(Exercise aim) Repeat the records from the line containing "If you could pick out the worker standing" through the end of the records, swapping "worker in bucket" for "worker in aerial lift" and leaving everything else unchanged.

(Rows from a pointing dataset)
____

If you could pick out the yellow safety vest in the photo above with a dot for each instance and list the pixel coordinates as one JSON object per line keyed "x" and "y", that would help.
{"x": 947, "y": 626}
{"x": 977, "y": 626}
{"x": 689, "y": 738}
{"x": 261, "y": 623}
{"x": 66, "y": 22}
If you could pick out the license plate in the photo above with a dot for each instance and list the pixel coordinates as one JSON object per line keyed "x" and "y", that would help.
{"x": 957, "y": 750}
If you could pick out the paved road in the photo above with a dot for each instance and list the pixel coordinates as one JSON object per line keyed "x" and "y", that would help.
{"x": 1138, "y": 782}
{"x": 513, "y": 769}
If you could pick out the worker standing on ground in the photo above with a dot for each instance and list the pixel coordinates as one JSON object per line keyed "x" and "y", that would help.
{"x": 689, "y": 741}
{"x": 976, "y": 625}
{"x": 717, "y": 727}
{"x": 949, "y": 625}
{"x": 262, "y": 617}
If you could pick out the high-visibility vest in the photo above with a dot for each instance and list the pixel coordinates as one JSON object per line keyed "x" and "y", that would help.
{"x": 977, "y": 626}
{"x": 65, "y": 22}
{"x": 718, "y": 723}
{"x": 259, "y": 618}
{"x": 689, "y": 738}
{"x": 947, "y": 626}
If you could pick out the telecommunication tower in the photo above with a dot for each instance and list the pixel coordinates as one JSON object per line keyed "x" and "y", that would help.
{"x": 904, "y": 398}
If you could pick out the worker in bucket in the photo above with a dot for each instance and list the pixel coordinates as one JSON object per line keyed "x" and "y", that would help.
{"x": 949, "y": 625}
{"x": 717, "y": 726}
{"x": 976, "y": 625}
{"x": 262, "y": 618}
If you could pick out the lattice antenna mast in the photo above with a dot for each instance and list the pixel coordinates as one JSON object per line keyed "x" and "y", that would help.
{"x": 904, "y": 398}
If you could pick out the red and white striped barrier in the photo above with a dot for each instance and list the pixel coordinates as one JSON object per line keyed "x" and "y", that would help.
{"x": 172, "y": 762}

____

(Written reply)
If you could pick out the worker standing on ground in the photo above with a dot for each instance and list the pixel coordinates as one JSON object per line keyed "x" and "y", that would help.
{"x": 689, "y": 741}
{"x": 976, "y": 625}
{"x": 717, "y": 727}
{"x": 949, "y": 625}
{"x": 262, "y": 617}
If you could pick out the high-visibility vest in the photo above with a dot for each instance and list the pixel coordinates as one JSON object per line keyed "x" and "y", that would help.
{"x": 977, "y": 626}
{"x": 65, "y": 22}
{"x": 718, "y": 723}
{"x": 259, "y": 618}
{"x": 689, "y": 738}
{"x": 947, "y": 626}
If you could pick out the telecommunication tower in the photo above with a dot for each instance and list the pixel coordinates as one JSON object per line keyed "x" and "y", that would help.
{"x": 904, "y": 398}
If you could pick out the worker in aerial lift in the photo above with a dot for each instance and list the pixel coordinates as one JSON object per line keyed "x" and "y", that would help.
{"x": 949, "y": 625}
{"x": 717, "y": 726}
{"x": 976, "y": 625}
{"x": 262, "y": 618}
If you could pick out the lattice antenna mast in the photo above with a dot for each instance and list the pixel coordinates as one JSON object per line keyed "x" and "y", that would help.
{"x": 904, "y": 398}
If you could pick out the red and white striped barrier in the photo above with a dot for each instance and list the pixel coordinates as one JSON object per line keyed "x" and "y", that would help.
{"x": 172, "y": 762}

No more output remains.